▶ **Exercise instructions**:
a. Answer these questions about the passage on AI-assisted coding:
(i) How long was the senior engineer on parental leave?
(ii) How many engineers and how many hours did it take to understand the system after the P0 incident?
(iii) What do AI shortcuts create in place of expertise?
b. Carry on the passage on AI-assisted coding from where it stops.

Segment Start: Page extract

Last month, one of my senior engineers went on parental leave. They’d been using AI heavily for a microservice rewrite—deployed fast, great velocity metrics, everyone happy. Then they left for 3 months, and the team discovered:

  • No one else understood the service architecture (it was AI-generated based on prompts only that engineer saw)
  • The documentation was AI-generated (looked comprehensive, but didn’t actually explain why decisions were made)
  • The test coverage was AI-generated (high percentage, but didn’t cover the actual edge cases we encounter in production)

We had a P0 incident 2 weeks into their leave. It took 4 engineers and 8 hours to understand a system one person built in 3 weeks. The comprehension debt came due all at once.

The Invisible Skill Tax

What’s keeping me up at night is this: AI makes skill gaps invisible until they’re catastrophic.

With manual coding, you see skill gaps early:

  • Junior engineer struggles with a task → mentor steps in → skill transfer happens
  • Code review reveals misunderstanding → discussion happens → team learns
  • Bug in production → engineer debugs → understanding deepens

With AI coding, skill gaps are masked:

  • Junior engineer uses AI delegation → task completes quickly → no one notices they didn’t learn
  • Code review shows working code → gets approved → no deep discussion happens
  • Bug in production → engineer uses AI to debug → works, but still no understanding

We’ve replaced the natural feedback loops that create expertise with AI shortcuts that create dependency.

Segment End: Page extract
Segment Start: Data

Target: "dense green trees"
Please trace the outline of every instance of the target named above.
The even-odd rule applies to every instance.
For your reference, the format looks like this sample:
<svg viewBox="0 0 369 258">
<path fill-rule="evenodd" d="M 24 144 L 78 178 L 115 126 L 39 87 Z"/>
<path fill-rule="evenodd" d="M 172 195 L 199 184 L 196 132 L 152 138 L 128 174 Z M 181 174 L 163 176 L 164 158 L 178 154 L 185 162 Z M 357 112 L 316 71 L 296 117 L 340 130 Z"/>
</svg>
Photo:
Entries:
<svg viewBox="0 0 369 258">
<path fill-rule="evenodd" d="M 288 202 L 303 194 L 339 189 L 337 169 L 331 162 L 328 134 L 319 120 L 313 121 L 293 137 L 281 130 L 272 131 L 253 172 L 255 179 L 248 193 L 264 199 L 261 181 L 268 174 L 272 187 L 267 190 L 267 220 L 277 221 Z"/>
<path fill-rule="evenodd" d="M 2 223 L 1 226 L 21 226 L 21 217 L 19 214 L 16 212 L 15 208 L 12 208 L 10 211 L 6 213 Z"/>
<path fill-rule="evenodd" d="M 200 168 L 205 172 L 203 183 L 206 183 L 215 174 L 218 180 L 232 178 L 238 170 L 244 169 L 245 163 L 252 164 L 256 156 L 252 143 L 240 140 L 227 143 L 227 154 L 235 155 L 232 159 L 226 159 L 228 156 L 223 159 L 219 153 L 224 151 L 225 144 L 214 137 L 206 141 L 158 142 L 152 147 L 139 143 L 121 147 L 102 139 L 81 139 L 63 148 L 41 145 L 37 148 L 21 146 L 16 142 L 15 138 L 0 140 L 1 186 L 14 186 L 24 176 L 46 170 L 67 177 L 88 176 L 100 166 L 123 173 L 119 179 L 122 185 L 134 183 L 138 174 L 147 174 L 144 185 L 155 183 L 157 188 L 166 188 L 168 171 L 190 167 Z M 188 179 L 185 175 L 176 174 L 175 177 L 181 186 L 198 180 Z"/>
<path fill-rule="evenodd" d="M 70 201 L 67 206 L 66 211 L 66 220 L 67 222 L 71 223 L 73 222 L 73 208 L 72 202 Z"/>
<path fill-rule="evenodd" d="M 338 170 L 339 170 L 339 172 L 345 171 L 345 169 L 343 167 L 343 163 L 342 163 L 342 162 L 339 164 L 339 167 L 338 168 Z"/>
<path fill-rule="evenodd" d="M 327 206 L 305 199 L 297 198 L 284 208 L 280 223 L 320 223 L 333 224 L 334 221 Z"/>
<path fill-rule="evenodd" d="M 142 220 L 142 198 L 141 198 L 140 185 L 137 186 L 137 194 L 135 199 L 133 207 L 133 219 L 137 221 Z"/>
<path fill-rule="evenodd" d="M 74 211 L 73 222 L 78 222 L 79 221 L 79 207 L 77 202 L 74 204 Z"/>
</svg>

Segment End: Data

▶ **Solved tasks**:
a.
(i) 3 months.
(ii) 4 engineers and 8 hours.
(iii) Dependency.

b.
What Scares Me: The Promotion Pipeline Problem

Here’s the organizational catastrophe I see coming:

  1. Junior engineers use AI delegation → ship fast, look productive, hit metrics
  2. We promote them to senior roles based on velocity and output
  3. They become technical leads and architects without ever developing deep understanding
  4. They make architectural decisions using AI without the expertise to know when AI is wrong
  5. The entire technical foundation becomes fragile because no one actually understands the system

We’re promoting people based on AI-assisted output, not actual expertise. In 3-5 years, we’ll have “senior engineers” who’ve never learned to debug, “architects” who’ve never designed a system without AI, and “tech leads” who can’t mentor because they never built the skills themselves.

The Equity Dimension No One’s Talking About

There’s also an equity issue here that I haven’t seen discussed:

Access to AI coding tools is creating a new digital divide in skill formation.

Engineers at well-funded companies have Claude Code, Cursor, Copilot, and all the latest tools. They’re getting AI-assisted productivity gains. But if those tools are creating comprehension debt, they’re also:

  • Reducing skill formation for engineers who have access
  • Creating skill gaps between those who rely on AI and those who don’t (or can’t afford to)
  • Making it harder to evaluate actual engineering capability in interviews and performance reviews

How do you hire for senior roles when half the candidates used AI for everything and the other half didn’t? Are we selecting for prompt engineering skills or actual engineering expertise?

What I’m Trying: Team-Level Skill Metrics

I’m experimenting with measuring comprehension at the team level, not just individual level:

1. “Bus Factor” Tracking

For critical systems, I track: “If [person] is unavailable, how long would it take the team to fix a P0 issue?”

We run quarterly tabletop exercises where I randomly assign “on-call” for different systems and see if people can actually debug them. If only one person can fix it quickly, that’s a comprehension debt red flag.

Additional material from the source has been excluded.